[Records pointing to named objects]
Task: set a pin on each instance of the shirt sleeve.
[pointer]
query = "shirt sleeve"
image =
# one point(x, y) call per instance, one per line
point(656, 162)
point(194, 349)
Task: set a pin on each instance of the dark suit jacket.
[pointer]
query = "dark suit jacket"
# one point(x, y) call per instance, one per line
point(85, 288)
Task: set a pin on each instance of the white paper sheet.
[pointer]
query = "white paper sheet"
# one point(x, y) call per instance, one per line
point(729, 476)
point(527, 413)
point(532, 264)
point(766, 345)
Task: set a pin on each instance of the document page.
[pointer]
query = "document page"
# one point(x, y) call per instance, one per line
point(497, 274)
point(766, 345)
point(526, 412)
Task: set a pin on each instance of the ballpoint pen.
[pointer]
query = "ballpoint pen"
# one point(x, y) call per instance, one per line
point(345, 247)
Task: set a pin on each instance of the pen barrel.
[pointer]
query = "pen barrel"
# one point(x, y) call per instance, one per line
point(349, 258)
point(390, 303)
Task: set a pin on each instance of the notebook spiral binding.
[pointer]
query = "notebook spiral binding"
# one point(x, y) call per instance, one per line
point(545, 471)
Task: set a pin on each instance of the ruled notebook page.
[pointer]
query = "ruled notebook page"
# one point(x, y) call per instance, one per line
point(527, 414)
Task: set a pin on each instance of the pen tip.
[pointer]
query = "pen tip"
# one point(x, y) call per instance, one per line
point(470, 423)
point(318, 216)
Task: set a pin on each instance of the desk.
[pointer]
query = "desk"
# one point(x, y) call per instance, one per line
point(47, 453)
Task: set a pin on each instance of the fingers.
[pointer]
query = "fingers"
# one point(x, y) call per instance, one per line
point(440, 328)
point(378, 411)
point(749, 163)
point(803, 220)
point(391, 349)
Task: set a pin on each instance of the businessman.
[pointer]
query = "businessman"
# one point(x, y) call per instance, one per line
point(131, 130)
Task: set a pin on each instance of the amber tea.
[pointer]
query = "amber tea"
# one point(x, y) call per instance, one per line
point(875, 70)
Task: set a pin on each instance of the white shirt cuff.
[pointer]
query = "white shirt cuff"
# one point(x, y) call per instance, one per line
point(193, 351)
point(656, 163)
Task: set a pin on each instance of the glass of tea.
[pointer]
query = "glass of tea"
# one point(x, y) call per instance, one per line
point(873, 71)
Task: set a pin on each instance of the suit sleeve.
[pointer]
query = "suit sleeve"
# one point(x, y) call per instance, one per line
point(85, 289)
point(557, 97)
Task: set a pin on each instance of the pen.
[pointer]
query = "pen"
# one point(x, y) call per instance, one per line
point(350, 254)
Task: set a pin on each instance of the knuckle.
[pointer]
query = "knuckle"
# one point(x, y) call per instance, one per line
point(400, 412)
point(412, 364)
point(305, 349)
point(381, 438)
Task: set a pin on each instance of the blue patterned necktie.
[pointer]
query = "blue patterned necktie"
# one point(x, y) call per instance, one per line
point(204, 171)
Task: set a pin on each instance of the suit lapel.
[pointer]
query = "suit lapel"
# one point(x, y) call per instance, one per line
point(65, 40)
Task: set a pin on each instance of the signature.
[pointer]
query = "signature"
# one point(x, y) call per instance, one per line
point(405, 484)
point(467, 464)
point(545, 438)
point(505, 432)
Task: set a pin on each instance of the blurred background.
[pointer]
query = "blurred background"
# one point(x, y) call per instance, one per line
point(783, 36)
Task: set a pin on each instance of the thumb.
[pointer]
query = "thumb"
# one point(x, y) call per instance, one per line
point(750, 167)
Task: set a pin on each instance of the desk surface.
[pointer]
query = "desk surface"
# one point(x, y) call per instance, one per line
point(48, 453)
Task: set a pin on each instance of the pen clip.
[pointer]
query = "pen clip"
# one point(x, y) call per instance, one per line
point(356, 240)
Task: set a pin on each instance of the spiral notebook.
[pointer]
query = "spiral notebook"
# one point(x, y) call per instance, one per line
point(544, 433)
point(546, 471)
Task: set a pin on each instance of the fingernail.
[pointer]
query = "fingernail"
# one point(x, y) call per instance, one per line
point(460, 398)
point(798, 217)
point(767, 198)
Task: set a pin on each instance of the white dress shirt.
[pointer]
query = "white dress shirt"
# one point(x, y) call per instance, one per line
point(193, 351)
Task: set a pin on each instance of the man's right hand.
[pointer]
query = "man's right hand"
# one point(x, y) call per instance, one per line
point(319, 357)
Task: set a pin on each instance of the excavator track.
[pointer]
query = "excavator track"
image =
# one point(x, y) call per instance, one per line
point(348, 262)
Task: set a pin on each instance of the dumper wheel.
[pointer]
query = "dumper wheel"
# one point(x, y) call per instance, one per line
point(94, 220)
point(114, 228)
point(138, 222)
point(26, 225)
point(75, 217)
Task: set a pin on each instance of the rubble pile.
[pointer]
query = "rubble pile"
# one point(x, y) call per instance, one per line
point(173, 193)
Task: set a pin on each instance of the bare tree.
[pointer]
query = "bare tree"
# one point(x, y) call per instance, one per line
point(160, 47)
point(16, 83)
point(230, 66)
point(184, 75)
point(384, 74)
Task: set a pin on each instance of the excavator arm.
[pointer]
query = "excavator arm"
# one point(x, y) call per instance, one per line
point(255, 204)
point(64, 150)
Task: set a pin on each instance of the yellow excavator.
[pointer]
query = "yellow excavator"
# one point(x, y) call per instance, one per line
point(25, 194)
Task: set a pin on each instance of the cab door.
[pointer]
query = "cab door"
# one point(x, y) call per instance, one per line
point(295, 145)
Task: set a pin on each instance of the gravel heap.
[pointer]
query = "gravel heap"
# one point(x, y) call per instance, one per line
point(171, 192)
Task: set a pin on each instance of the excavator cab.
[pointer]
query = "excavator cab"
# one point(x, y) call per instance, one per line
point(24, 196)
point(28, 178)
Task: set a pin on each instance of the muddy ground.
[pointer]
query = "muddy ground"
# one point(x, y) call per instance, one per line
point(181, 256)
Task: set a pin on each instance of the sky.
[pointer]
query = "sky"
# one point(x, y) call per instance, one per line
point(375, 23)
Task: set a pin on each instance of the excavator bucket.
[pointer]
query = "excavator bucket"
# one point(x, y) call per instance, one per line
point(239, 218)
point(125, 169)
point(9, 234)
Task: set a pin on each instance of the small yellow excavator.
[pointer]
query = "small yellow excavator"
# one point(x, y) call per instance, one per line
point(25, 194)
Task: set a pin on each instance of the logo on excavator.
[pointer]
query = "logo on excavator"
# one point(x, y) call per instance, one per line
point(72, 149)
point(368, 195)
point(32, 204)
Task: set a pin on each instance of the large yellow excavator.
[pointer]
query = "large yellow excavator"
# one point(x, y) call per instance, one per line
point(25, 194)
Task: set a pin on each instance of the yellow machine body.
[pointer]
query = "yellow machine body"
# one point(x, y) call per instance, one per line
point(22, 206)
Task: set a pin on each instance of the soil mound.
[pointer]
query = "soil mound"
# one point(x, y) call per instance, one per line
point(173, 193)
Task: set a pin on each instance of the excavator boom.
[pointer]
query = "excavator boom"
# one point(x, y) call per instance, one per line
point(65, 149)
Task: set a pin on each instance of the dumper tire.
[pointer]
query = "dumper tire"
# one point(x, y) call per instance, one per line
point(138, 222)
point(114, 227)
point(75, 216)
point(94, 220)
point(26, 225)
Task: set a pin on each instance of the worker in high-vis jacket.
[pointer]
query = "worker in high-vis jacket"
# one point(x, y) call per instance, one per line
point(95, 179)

__WHAT IS REQUIRED__
Please reproduce all of the material above line for line, without changing anything.

__RESULT BELOW__
Task: set a pin on each instance of the shirt sleeve.
[pointer]
query = "shirt sleeve"
image =
# one point(x, y) call per instance, one per line
point(656, 162)
point(194, 349)
Task: set a pin on each instance of the dark suit jacket.
[pointer]
query = "dark suit jacket"
# one point(x, y) call per instance, one per line
point(85, 288)
Task: set a pin on each instance of the white paper sheet.
[pointer]
query = "white paper sheet"
# one point(x, y) call per instance, one per line
point(729, 476)
point(527, 413)
point(532, 264)
point(766, 345)
Task: set a pin on each instance of the document page.
[pointer]
query = "document page"
# one point(x, y) call per instance, one per line
point(497, 274)
point(766, 345)
point(526, 412)
Task: set a pin on each instance of the ballpoint pen.
[pointer]
query = "ballpoint pen"
# one point(x, y) call per instance, one per line
point(345, 247)
Task: set a pin on each instance of the pen barrel.
[pointer]
query = "pen barrel"
# one point(x, y) call per instance, one per line
point(349, 258)
point(390, 303)
Task: set a pin on each instance of the notebook spiral binding.
[pointer]
query = "notebook spiral binding"
# one point(x, y) call per instance, one per line
point(545, 471)
Task: set a pin on each instance of the ruled notebook page.
[pointer]
query = "ruled notebook page"
# one point(x, y) call per instance, one per line
point(527, 414)
Task: set a pin on each instance of the pen tip.
[pointer]
query = "pen tip"
# one point(x, y) call per instance, one per line
point(470, 423)
point(318, 216)
Task: set a pin on each instance of the desk.
[pointer]
query = "desk"
# one point(x, y) call per instance, one per line
point(47, 453)
Task: set a pin on each instance of the fingers.
[pointer]
query = "fingers"
# one point(x, y) call per instance, one per line
point(440, 328)
point(378, 411)
point(749, 163)
point(803, 220)
point(391, 349)
Task: set a pin on each instance of the businessman.
[pointer]
query = "businessman"
# one point(x, y) call per instance, one per line
point(131, 130)
Task: set a pin on each instance of the amber tea.
[pointer]
query = "amber tea"
# one point(x, y) call per instance, one per line
point(875, 70)
Task: set a pin on each instance of the white shirt cuff.
[pointer]
query = "white shirt cuff"
# one point(x, y) call per instance, one per line
point(193, 351)
point(656, 163)
Task: set a pin on each instance of the glass of tea.
[pointer]
query = "glass of tea"
# one point(x, y) call per instance, one per line
point(873, 71)
Task: set a pin on each instance of the suit sleeve.
[pointer]
query = "suit sleeve"
# one point(x, y) call per instance, one per line
point(85, 289)
point(557, 97)
Task: set a pin on each instance of the pen.
[pointer]
query = "pen"
# one point(x, y) call per instance, one per line
point(350, 254)
Task: set a pin on each instance of the knuckle.
[pointer]
query = "knuckle"
# one point(x, y) call per instance, one per line
point(400, 412)
point(412, 364)
point(305, 349)
point(381, 438)
Task: set a pin on each instance of the blue patterned necktie.
[pointer]
query = "blue patterned necktie"
# one point(x, y) call per instance, one per line
point(204, 171)
Task: set a pin on each instance of the suit lapel.
[pointer]
query = "suit lapel"
# one point(x, y) call per instance, one per line
point(65, 40)
Task: set a pin on each instance of the signature.
[pointer]
query = "signature"
# one point(x, y) call per instance, one per line
point(405, 484)
point(467, 464)
point(545, 438)
point(505, 432)
Task: set a pin on each instance of the blurred background.
[pointer]
query = "blurred background"
# one point(x, y) call per instance, one per line
point(783, 36)
Task: set a pin on each instance of the thumb.
[pointer]
query = "thumb"
# one point(x, y) call per instance, one per line
point(750, 167)
Task: set a pin on each instance of the desk surface.
[pointer]
query = "desk surface"
# one point(x, y) call per instance, one per line
point(48, 453)
Task: set a pin on each instance of the pen clip.
[pointer]
query = "pen clip"
# one point(x, y) call per instance, one per line
point(356, 240)
Task: set a pin on each instance of the spiral notebook.
[pointer]
query = "spiral notebook"
# one point(x, y) call per instance, one per line
point(544, 433)
point(546, 471)
Task: set a pin on each instance of the fingernail.
[pointer]
query = "fingernail"
# one point(x, y) call per instance, one per line
point(460, 398)
point(798, 217)
point(767, 198)
Task: set a pin on each instance of the white dress shirt.
[pointer]
query = "white dress shirt"
# one point(x, y) call per instance, one per line
point(193, 351)
Task: set a pin on each instance of the man's right hand.
[pointer]
query = "man's right hand"
# one point(x, y) call per instance, one per line
point(319, 357)
Task: set a pin on each instance of the excavator track.
[pointer]
query = "excavator track"
image =
# one point(x, y) call per instance, one per line
point(348, 262)
Task: set a pin on each instance of the dumper wheel.
[pointer]
query = "dumper wheel"
# one point(x, y) call per instance, one per line
point(94, 220)
point(114, 228)
point(138, 222)
point(26, 225)
point(75, 217)
Task: set a pin on each instance of the rubble pile.
[pointer]
query = "rubble pile"
# one point(x, y) call per instance, one per line
point(173, 193)
Task: set a pin on each instance of the bare tree.
[pointer]
query = "bare tree"
# one point(x, y) call per instance, one per line
point(160, 47)
point(16, 83)
point(230, 66)
point(184, 75)
point(384, 74)
Task: set a pin on each instance of the excavator arm.
[pointer]
query = "excavator arm"
# one point(x, y) call per instance, one per line
point(255, 204)
point(64, 150)
Task: set a pin on each instance of the yellow excavator.
[pointer]
query = "yellow excavator"
# one point(x, y) call per instance, one per line
point(25, 194)
Task: set a pin on each instance of the cab door.
[pointer]
query = "cab door"
# one point(x, y) call per instance, one per line
point(295, 145)
Task: set a pin on each instance of the gravel heap.
[pointer]
query = "gravel heap"
# one point(x, y) call per instance, one per line
point(171, 192)
Task: set a pin on each instance of the excavator cab.
[pointer]
query = "excavator cab"
# one point(x, y) call per instance, one per line
point(24, 196)
point(28, 178)
Task: set a pin on each instance of the muddy ground.
[pointer]
query = "muddy ground"
# one point(x, y) call per instance, one per line
point(181, 256)
Task: set a pin on each instance of the sky.
[pointer]
query = "sky"
# one point(x, y) call per instance, one per line
point(375, 23)
Task: set a pin on each instance of the excavator bucket.
[pointer]
query = "excavator bucket"
# one point(x, y) call per instance, one per line
point(239, 218)
point(125, 169)
point(9, 234)
Task: set a pin on each instance of the small yellow excavator.
[pointer]
query = "small yellow excavator"
# one point(x, y) call per instance, one per line
point(25, 194)
Task: set a pin on each instance of the logo on excavator.
[pointer]
query = "logo on excavator"
# one point(x, y) call per instance, one per line
point(72, 149)
point(368, 195)
point(32, 204)
Task: set a pin on each instance of the large yellow excavator.
[pointer]
query = "large yellow excavator"
# one point(x, y) call per instance, one per line
point(25, 194)
Task: set a pin on each instance of the yellow machine body.
[pointer]
query = "yellow machine body"
# one point(x, y) call per instance, one per line
point(22, 206)
Task: set a pin on each instance of the soil mound.
[pointer]
query = "soil mound"
# one point(x, y) call per instance, one per line
point(173, 193)
Task: set a pin on each instance of the excavator boom.
[pointer]
query = "excavator boom"
# one point(x, y) call per instance, one per line
point(65, 149)
Task: set a pin on each instance of the dumper tire.
[pointer]
query = "dumper tire"
# one point(x, y) call per instance, one per line
point(138, 222)
point(114, 227)
point(75, 216)
point(94, 220)
point(26, 225)
Task: set a pin on each instance of the worker in high-vis jacket.
[pointer]
query = "worker in high-vis jacket"
# one point(x, y) call per instance, one per line
point(95, 179)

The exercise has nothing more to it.